• **WRITTEN PROBLEM**:
Reproduce the records word for word, starting with the line that contains "Point out the man" and continuing through the line that contains "x=457 y=286", with both of those lines included.

• **DATA TO PROCESS**:

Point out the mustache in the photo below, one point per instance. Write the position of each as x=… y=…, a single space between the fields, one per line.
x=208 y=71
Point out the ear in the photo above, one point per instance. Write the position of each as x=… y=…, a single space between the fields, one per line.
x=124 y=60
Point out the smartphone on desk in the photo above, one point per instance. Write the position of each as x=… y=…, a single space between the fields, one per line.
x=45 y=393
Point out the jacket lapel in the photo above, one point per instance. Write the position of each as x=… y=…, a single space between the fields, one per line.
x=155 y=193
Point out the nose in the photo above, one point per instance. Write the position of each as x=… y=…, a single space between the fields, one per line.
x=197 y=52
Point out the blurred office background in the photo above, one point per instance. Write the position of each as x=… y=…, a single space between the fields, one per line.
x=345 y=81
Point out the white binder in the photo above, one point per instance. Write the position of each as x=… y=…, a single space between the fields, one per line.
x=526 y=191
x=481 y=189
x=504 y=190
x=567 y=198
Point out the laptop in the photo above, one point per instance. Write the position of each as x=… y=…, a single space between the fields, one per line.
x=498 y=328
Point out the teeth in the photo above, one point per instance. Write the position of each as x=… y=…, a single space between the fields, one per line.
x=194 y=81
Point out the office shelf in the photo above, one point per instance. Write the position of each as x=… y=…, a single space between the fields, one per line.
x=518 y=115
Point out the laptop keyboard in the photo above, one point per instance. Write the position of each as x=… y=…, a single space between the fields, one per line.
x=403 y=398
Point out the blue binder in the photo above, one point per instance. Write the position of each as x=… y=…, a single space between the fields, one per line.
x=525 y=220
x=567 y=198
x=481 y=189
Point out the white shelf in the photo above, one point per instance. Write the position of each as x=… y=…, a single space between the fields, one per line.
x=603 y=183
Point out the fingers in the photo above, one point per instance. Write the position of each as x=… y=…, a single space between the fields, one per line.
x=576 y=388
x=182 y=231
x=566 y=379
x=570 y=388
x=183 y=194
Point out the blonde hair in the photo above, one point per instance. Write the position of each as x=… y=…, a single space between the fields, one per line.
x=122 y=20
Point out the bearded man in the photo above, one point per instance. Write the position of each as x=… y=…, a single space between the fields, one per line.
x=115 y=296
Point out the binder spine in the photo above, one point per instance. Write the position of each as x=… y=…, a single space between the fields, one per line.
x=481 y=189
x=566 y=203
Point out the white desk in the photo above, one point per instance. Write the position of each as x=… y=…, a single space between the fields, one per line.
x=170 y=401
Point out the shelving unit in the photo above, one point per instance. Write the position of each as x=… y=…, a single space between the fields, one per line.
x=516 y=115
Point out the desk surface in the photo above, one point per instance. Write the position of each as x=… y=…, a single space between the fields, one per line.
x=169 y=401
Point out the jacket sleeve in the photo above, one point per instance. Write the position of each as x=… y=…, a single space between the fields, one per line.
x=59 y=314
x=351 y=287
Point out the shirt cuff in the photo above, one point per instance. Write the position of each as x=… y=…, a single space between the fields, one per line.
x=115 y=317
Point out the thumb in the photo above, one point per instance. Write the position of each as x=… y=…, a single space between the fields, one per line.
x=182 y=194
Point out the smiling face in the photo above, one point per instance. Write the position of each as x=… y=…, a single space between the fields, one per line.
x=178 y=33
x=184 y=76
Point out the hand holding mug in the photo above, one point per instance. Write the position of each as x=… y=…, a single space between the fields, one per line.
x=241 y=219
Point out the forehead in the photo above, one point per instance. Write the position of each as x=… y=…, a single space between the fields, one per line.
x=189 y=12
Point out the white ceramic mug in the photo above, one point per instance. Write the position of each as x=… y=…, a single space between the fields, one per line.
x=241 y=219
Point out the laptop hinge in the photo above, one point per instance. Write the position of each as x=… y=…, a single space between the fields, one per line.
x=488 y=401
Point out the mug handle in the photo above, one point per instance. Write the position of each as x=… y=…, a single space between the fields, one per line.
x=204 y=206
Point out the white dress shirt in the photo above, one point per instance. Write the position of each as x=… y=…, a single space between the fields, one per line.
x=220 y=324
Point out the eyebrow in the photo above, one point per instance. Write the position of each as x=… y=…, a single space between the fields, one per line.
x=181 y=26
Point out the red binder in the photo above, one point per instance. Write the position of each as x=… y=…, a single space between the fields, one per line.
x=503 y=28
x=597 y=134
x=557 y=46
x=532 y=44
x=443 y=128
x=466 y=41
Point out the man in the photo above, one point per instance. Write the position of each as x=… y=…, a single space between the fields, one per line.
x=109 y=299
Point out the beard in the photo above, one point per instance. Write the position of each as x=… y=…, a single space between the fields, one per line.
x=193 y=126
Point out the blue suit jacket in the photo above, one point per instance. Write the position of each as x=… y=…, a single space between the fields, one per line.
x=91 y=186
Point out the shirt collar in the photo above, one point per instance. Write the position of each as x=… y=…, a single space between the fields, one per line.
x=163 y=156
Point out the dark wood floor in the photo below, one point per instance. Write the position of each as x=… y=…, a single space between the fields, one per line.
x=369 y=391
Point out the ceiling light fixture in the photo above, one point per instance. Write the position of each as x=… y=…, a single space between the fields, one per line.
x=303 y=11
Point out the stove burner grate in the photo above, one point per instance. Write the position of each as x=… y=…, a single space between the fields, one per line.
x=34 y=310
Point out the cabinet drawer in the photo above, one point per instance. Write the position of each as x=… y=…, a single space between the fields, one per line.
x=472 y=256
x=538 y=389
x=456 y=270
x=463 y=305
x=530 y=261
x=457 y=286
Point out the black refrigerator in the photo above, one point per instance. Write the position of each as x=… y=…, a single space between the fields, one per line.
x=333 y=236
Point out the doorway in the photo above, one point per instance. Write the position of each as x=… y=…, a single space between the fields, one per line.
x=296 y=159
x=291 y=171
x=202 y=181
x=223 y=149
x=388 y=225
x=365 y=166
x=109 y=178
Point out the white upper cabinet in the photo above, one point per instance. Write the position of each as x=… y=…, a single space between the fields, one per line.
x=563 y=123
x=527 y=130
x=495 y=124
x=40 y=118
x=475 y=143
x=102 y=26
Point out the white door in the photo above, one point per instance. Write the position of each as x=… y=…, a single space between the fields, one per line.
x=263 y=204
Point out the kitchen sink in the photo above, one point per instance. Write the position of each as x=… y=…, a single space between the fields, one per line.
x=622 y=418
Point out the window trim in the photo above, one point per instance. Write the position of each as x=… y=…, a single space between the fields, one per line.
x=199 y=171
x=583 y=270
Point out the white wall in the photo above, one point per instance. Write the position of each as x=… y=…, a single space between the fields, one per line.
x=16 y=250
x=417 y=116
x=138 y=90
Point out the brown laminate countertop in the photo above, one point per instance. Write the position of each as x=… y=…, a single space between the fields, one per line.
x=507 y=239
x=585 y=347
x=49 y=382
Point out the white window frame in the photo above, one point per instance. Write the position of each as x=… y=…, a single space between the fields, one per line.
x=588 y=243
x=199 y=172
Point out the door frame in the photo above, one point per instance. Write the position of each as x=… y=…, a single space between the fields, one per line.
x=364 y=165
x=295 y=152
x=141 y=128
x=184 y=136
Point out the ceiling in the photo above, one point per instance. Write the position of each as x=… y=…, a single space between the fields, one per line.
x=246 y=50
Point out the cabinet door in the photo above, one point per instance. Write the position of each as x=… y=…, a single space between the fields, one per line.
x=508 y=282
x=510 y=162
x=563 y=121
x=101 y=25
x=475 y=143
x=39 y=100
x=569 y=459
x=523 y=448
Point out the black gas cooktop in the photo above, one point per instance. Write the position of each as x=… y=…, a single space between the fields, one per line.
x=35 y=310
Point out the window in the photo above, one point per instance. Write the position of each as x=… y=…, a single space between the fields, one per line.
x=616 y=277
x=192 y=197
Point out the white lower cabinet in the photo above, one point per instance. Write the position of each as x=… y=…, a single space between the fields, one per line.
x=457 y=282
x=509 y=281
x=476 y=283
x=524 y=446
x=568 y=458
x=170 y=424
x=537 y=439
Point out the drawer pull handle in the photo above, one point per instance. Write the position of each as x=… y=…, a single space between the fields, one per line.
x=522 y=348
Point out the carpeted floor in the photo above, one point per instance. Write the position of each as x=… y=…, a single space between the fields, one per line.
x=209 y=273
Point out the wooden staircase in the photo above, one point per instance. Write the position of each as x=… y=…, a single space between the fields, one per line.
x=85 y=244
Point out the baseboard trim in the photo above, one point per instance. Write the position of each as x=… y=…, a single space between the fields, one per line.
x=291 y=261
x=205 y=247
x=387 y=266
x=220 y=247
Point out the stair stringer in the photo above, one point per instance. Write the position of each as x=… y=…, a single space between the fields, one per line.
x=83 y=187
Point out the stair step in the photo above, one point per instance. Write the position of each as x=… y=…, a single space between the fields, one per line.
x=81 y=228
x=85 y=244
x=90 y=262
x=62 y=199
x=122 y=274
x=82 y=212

• **TASK SOLUTION**:
Point out the man in the photo above, one point per instance. Write the position of each as x=… y=…, a single space between the fields, one per line.
x=109 y=299
Point out the beard in the photo above, one point per instance. Write the position of each as x=… y=…, a single space between the fields, one per line.
x=193 y=126
Point out the blue suit jacket in the photo above, one point per instance. Write the position of each as x=… y=…, a single space between the fields, one per line.
x=91 y=186
Point out the shirt collar in the photo above, one point per instance. Write the position of each as x=… y=…, a single space between the fields, one per line.
x=163 y=156
Point out the dark wood floor in the photo below, one point per instance. Write the position of each as x=… y=…, a single space between the fields, one per line.
x=369 y=391
Point out the ceiling light fixture in the photo above, one point per instance. Write the position of each as x=… y=…, a single space between the fields, one per line.
x=303 y=11
Point out the stove burner grate in the photo above, one point per instance. Write the position of each as x=… y=…, a single space between the fields, one per line.
x=34 y=310
Point out the cabinet drawer in the photo above, one point per instance. Write the position of each as x=… y=…, a single space between the fields, one per line.
x=472 y=256
x=538 y=389
x=456 y=270
x=463 y=305
x=530 y=261
x=457 y=286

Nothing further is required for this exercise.